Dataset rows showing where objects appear
********
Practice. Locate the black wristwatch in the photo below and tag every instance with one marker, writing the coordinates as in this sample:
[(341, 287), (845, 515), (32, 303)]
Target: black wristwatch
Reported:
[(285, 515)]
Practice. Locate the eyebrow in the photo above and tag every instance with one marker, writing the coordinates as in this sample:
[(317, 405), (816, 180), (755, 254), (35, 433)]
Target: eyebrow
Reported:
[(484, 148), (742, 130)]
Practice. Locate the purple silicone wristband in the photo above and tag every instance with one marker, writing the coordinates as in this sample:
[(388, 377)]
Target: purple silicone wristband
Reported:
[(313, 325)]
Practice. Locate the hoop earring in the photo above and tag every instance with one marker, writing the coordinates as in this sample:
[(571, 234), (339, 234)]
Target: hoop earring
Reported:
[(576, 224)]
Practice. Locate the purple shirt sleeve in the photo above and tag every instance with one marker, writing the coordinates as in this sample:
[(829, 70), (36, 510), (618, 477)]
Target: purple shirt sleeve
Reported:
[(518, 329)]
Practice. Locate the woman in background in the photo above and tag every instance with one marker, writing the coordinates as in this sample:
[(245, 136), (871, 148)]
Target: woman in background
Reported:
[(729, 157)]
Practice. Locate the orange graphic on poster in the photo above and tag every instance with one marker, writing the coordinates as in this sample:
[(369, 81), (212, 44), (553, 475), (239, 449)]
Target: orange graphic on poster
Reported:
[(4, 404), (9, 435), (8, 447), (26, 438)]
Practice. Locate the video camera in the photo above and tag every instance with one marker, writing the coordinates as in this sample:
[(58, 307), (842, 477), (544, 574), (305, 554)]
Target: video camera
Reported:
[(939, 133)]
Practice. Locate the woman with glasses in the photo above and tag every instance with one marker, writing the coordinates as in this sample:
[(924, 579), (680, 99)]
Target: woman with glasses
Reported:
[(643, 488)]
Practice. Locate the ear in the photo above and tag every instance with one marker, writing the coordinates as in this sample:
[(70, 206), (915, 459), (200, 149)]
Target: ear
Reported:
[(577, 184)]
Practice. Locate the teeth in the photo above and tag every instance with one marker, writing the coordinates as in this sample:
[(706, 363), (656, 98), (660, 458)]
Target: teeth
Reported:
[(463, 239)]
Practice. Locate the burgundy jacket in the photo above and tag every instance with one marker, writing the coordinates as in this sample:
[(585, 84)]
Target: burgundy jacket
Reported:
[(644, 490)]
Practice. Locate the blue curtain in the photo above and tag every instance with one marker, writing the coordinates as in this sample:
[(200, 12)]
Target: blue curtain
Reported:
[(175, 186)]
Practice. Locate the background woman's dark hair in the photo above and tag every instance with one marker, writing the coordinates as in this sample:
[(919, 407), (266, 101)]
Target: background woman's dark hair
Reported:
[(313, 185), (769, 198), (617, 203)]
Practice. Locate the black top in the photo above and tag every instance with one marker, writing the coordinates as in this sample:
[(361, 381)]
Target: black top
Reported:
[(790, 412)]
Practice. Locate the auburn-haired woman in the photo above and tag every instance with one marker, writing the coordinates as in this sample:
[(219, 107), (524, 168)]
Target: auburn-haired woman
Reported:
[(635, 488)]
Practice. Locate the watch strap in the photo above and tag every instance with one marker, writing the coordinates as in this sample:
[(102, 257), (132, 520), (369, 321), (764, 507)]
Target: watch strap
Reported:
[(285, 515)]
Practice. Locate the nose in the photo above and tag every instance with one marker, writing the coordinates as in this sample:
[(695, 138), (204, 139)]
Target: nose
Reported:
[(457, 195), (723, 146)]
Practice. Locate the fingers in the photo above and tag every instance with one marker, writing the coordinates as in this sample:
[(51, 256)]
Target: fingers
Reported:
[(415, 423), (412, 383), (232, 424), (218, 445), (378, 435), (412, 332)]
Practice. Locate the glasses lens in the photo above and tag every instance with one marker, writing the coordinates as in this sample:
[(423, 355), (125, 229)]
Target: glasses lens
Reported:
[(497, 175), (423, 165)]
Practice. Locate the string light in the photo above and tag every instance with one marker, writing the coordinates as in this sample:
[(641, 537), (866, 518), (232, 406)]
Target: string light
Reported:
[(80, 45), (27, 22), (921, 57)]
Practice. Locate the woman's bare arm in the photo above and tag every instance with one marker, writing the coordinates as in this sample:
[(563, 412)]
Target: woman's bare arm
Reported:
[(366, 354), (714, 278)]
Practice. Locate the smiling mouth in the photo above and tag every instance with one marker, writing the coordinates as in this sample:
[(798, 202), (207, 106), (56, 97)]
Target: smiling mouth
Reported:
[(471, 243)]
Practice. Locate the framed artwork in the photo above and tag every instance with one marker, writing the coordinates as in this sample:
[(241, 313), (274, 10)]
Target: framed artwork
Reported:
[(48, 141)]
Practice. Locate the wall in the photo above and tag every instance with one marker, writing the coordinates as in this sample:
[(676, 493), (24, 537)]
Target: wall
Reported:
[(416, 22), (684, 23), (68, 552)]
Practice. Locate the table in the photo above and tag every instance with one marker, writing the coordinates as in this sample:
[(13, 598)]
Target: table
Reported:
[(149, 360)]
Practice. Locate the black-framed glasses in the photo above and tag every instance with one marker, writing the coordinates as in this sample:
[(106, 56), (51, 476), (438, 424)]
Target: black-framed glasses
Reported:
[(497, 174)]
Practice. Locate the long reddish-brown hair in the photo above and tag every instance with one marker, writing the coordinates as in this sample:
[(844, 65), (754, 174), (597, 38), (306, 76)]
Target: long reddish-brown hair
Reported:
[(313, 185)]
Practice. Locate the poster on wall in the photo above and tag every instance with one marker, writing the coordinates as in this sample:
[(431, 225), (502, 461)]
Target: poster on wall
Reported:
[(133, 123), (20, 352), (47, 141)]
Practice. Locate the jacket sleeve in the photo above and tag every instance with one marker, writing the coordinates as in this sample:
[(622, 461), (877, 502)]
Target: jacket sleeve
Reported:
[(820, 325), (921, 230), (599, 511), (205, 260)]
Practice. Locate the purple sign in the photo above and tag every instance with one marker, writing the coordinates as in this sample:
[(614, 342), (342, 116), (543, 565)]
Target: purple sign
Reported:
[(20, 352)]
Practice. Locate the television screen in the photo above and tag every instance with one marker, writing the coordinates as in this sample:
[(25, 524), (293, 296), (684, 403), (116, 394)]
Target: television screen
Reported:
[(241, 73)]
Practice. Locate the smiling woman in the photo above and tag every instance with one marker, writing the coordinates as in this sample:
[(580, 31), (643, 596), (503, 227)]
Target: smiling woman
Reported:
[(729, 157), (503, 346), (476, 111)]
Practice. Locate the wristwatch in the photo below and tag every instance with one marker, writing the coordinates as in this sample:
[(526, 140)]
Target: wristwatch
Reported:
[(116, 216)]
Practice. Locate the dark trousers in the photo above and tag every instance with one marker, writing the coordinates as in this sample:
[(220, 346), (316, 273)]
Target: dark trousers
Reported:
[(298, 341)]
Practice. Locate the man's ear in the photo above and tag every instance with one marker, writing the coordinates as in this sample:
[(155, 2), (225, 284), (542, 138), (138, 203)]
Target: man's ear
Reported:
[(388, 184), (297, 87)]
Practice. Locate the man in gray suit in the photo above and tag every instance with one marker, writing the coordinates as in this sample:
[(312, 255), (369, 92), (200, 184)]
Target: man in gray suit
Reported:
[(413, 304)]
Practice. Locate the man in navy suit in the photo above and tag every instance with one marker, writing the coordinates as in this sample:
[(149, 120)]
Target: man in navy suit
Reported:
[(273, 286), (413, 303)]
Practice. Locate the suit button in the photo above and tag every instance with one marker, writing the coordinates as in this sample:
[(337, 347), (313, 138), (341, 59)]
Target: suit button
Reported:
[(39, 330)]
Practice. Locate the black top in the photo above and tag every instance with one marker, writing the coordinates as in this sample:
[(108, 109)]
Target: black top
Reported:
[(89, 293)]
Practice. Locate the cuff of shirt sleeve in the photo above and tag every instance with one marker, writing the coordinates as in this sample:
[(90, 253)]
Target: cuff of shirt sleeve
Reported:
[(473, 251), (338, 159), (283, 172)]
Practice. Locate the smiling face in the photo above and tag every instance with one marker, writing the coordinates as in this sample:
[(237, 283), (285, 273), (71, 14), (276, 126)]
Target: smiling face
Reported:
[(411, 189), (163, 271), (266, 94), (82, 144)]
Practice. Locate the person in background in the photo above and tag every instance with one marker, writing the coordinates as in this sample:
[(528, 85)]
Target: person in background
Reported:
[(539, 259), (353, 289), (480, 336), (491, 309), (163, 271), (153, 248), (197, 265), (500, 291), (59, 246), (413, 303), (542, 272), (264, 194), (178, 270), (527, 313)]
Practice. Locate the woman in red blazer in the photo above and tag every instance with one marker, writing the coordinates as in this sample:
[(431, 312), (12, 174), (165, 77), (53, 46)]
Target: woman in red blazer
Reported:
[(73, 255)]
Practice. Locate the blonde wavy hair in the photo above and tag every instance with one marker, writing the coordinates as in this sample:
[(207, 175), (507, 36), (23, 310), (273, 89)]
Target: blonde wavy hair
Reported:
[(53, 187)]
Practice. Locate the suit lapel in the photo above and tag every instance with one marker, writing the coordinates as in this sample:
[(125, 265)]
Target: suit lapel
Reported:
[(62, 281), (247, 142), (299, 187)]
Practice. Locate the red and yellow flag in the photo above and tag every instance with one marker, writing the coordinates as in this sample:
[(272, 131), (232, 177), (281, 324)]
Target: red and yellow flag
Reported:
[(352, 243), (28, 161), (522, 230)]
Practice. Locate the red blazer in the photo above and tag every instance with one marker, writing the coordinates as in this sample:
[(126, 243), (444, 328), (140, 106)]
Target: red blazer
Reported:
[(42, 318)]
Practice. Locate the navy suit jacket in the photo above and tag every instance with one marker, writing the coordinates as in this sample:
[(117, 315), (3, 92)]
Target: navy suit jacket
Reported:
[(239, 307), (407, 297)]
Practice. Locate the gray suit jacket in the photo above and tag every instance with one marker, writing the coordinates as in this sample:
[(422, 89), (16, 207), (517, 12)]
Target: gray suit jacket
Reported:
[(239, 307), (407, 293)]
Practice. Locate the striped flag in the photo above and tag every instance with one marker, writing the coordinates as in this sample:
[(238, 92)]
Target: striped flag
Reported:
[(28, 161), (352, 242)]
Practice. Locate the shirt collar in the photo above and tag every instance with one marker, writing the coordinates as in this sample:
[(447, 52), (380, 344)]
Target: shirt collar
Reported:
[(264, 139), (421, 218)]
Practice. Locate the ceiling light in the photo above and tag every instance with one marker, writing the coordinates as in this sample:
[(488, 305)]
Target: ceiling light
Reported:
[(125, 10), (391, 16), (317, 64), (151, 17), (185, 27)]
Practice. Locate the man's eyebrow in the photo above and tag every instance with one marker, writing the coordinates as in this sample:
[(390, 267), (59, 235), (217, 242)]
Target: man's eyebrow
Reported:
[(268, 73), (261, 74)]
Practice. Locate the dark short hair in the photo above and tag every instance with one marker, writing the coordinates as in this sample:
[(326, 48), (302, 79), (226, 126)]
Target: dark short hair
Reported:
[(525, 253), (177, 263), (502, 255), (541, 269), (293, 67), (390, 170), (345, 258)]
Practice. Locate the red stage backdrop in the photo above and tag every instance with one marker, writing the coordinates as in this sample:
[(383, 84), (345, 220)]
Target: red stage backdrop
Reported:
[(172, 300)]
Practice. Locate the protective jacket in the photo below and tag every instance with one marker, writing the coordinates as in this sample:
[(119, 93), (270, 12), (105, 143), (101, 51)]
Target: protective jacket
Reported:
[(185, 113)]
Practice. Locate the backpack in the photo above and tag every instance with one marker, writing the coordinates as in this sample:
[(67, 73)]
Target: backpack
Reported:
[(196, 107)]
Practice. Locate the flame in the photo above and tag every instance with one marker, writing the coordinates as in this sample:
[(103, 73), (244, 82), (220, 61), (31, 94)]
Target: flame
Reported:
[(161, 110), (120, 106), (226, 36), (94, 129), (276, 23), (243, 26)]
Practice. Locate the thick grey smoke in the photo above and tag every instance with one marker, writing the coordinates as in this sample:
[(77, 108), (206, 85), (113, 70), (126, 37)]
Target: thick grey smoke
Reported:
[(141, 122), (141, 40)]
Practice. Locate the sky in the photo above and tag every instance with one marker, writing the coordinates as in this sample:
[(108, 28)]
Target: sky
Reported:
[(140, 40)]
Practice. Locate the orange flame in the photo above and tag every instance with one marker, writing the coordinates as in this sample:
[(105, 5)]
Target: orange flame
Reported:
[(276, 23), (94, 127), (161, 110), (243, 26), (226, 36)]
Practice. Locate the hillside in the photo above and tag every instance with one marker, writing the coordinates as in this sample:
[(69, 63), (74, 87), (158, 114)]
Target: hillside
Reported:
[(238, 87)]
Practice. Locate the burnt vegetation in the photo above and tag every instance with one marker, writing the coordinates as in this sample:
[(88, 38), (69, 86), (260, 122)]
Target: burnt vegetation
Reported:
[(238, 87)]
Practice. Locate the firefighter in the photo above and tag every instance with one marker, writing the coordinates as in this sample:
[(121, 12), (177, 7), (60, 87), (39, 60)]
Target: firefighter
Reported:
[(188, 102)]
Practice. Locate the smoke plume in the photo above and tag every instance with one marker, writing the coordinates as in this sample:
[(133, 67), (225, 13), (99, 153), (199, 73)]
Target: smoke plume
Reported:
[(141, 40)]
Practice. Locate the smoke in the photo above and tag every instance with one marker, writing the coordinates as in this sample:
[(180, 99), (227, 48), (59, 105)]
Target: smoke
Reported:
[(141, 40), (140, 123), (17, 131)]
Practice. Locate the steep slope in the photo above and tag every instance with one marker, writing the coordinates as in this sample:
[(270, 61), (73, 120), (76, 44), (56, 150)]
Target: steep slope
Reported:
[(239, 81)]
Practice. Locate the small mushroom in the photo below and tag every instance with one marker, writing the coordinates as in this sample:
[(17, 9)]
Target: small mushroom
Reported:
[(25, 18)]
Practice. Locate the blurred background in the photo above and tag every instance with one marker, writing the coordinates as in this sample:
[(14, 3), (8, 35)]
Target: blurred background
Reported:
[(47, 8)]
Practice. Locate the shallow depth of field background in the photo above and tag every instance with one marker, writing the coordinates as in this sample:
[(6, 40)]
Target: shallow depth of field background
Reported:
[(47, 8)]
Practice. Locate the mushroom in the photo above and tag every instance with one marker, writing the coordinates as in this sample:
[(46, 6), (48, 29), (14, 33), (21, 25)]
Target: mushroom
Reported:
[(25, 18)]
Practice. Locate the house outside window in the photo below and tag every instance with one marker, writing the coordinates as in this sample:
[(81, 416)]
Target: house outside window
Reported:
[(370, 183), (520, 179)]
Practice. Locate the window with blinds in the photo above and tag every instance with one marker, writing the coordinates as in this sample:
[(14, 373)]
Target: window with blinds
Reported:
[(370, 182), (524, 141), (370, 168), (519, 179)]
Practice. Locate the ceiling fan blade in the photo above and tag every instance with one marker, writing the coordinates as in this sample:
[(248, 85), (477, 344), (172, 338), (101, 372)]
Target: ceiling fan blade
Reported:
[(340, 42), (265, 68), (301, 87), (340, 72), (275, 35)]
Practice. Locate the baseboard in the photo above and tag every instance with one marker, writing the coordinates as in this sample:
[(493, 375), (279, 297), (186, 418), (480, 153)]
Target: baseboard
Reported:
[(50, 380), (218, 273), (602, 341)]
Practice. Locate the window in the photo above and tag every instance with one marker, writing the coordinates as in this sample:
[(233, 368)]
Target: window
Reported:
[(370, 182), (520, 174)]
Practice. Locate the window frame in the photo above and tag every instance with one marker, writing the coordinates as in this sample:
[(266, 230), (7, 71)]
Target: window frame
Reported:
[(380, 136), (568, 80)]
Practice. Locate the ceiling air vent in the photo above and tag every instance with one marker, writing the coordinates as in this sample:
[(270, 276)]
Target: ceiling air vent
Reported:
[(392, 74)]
********
**Exercise objective**
Copy out the lines above word for word, starting at the line that contains "Practice. Locate the orange graphic" and ending after the line that contains "[(4, 404), (9, 435), (8, 447), (26, 438)]".

**Written reply**
Practice. Locate the orange graphic on poster in the photo above and tag every instance with one marker, writing the coordinates as in this sample:
[(369, 81), (212, 44), (553, 475), (239, 449)]
Target: orange graphic on poster
Reported:
[(4, 404), (9, 435), (8, 447), (26, 438)]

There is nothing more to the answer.